**** PROVIDED TEXT ****

Reputation: 5235
I know sklearn has nice method to get cross validation scores:
from sklearn.model_selection import cross_val_score
clf = svm.SVC(kernel='linear', C=1)
scores = cross_val_score(clf, iris.data, iris.target, cv=5)
scores
I'd like to know scores with specific training and test set:
train_list = [train1, train2, train3] # train1,2,3 is the training data sets
test_list = [test1, test2, test3] # # test1,2,3 is the test data sets
clf = svm.SVC(kernel='linear', C=1)
scores = some_nice_method(clf, train_list, test_list)
Is there such kind of method giving scores of particular separated data set in python?
Upvotes: 3
Views: 1283
Reputation: 2623
My suggestion is to use kfold cross validation like below. In this case, you will get both train, test indices for a particular split along with the accuracy score. In the new version of Sklearn, there are some changes.
from sklearn import svm
from sklearn import datasets
from sklearn.model_selection import KFold
from sklearn.metrics import accuracy_score
iris = datasets.load_iris()
X = iris.data
y = iris.target
clf = svm.SVC(kernel='linear', C=1)
kf = KFold(n_splits=5)
for train_index, test_index in kf.split(range(len(X))):
print("TRAIN:", train_index, "TEST:", test_index)
X_train, X_test = X[train_index], X[test_index]
y_train, y_test = y[train_index], y[test_index]
clf.fit(X_train, y_train)
y_pred = clf.predict(X_test)
score = accuracy_score(y_test, y_pred)
print score
Upvotes: 1
Reputation: 76336
This is exactly two lines of code:
for tr, te in zip(train_list, test_list):
svm.SVC(kernel='linear', C=1).train(X[tr, :], y[tr]).score(X[te, :], y[te])
score(X, y, sample_weight=None)
Returns the mean accuracy on the given test data and labels.
Upvotes: 2

****

■ SET TASKS
1: From the cross-validation thread, reproduce the passage that begins at the words "X = iris.data" and stops after the words "score = accuracy_score(y_test, y_pred)".
2: Pull out every line of the rows below that contains the string "mosque", matching case exactly.

**** SUPPLIED RECORDS ****

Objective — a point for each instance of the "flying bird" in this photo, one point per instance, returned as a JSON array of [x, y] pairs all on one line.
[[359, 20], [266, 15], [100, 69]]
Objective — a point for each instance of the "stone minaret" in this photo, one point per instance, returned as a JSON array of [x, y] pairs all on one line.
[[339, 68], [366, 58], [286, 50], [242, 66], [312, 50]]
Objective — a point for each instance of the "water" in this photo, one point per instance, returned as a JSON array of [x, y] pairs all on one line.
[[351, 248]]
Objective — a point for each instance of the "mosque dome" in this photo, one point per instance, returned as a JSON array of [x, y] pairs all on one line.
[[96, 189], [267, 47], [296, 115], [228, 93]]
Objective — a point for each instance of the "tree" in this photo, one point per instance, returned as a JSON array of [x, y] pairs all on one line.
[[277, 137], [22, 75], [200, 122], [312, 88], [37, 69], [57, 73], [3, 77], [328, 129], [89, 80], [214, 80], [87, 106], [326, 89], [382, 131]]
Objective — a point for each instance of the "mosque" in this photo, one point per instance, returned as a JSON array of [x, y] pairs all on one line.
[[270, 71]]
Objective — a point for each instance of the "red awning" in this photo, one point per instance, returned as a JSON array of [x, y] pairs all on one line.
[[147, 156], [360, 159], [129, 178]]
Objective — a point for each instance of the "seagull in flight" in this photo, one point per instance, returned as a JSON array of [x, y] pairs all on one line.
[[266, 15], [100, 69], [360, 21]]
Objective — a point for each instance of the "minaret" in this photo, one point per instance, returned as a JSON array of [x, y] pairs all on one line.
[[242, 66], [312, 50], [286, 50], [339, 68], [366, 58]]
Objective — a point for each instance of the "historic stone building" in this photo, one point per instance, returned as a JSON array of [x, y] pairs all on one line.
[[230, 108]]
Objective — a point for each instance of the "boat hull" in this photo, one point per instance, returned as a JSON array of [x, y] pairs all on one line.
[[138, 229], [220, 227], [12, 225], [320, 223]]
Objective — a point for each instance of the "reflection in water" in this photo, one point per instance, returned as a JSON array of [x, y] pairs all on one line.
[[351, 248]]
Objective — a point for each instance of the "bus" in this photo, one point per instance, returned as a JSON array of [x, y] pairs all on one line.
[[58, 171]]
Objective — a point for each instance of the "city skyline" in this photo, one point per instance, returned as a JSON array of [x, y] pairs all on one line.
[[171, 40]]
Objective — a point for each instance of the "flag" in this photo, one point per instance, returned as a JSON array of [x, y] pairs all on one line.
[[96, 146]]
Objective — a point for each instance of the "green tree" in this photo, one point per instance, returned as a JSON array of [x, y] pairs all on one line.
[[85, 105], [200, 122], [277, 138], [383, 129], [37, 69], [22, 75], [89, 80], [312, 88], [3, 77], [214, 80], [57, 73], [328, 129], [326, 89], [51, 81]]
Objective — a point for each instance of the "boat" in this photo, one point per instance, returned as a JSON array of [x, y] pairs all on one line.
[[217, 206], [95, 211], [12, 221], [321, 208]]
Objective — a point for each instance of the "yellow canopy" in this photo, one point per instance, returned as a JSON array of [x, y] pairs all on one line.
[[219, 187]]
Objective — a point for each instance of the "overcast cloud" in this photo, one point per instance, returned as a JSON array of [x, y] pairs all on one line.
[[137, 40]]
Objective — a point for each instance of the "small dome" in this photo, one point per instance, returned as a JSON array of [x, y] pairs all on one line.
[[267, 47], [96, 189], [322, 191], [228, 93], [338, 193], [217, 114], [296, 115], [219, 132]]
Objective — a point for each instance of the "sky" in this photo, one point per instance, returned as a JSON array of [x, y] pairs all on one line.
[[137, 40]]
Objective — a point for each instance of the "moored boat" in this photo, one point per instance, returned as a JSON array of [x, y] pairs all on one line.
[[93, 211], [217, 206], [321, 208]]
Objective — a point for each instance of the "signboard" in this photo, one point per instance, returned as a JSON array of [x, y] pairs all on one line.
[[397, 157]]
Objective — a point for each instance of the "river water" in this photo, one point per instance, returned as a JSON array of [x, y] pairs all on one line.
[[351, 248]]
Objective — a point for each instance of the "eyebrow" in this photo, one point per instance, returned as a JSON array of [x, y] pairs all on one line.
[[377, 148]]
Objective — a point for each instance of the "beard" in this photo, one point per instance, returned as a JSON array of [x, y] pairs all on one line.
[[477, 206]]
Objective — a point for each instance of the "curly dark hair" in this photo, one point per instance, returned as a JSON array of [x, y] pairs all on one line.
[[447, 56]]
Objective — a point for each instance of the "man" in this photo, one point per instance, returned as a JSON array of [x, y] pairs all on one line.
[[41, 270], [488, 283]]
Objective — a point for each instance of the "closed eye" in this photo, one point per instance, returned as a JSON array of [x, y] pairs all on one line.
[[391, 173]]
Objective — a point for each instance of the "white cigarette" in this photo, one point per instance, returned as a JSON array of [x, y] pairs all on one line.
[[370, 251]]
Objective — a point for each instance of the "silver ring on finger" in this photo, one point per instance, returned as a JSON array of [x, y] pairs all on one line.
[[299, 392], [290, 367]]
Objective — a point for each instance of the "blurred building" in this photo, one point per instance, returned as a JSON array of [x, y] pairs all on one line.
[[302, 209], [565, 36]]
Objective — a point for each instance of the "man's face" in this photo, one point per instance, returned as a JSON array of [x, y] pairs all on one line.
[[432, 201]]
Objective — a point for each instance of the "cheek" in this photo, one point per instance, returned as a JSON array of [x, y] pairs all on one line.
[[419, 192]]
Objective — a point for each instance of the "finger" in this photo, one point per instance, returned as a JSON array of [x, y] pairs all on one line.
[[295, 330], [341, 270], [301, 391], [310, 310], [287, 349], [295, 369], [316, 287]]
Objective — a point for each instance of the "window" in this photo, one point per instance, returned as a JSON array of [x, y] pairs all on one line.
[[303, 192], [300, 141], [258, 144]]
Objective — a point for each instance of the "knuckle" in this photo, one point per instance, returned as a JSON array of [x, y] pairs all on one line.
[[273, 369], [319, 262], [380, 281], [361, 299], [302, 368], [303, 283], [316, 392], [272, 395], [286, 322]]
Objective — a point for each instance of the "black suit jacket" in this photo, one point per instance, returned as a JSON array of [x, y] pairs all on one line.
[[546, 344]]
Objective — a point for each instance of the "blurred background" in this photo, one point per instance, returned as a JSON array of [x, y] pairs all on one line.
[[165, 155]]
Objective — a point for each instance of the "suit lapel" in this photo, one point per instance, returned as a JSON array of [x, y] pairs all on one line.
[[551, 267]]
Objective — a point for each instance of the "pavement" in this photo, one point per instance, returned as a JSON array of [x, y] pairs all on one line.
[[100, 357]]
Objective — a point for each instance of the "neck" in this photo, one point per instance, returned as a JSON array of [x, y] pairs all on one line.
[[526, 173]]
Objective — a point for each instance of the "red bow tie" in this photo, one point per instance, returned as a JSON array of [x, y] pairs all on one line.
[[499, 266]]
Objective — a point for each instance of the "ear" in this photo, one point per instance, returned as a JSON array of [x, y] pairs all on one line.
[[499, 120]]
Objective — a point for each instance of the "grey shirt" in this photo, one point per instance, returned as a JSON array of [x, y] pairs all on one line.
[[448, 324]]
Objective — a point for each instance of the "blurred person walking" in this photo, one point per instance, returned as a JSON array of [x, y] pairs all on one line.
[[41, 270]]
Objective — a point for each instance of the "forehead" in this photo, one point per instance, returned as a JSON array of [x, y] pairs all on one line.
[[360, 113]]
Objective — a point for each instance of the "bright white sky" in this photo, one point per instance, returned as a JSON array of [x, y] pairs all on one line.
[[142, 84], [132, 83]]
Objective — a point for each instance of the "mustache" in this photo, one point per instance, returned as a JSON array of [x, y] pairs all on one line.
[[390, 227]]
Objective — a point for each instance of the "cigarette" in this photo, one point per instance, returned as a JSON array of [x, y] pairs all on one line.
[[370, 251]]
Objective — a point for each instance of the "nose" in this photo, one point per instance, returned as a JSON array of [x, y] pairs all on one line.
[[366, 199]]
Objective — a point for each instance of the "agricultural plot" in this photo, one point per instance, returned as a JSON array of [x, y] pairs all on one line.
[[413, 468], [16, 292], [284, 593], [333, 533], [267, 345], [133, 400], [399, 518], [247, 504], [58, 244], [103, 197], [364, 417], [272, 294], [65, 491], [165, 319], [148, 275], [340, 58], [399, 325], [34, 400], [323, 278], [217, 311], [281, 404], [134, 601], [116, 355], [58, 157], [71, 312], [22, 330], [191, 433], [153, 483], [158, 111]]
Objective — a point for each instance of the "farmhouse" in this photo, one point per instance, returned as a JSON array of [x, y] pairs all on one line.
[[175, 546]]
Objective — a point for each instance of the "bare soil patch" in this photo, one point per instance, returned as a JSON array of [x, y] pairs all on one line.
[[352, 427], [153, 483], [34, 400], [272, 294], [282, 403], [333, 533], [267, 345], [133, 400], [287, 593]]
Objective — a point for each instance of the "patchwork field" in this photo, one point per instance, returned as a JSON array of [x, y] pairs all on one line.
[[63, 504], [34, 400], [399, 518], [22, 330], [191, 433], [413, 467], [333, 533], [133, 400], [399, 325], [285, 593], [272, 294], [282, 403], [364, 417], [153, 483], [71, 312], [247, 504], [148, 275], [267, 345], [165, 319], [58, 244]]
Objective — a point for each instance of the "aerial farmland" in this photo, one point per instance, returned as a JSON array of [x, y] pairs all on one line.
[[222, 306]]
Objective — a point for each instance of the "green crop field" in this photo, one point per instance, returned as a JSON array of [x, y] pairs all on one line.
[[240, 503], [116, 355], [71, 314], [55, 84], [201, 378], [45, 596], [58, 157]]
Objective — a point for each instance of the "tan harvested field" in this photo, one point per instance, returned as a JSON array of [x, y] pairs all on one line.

****

■ SOLUTIONS
1:
X = iris.data
y = iris.target
clf = svm.SVC(kernel='linear', C=1)
kf = KFold(n_splits=5)
for train_index, test_index in kf.split(range(len(X))):
print("TRAIN:", train_index, "TEST:", test_index)
X_train, X_test = X[train_index], X[test_index]
y_train, y_test = y[train_index], y[test_index]
clf.fit(X_train, y_train)
y_pred = clf.predict(X_test)
score = accuracy_score(y_test, y_pred)

2:
Objective — a point for each instance of the "mosque dome" in this photo, one point per instance, returned as a JSON array of [x, y] pairs all on one line.
Objective — a point for each instance of the "mosque" in this photo, one point per instance, returned as a JSON array of [x, y] pairs all on one line.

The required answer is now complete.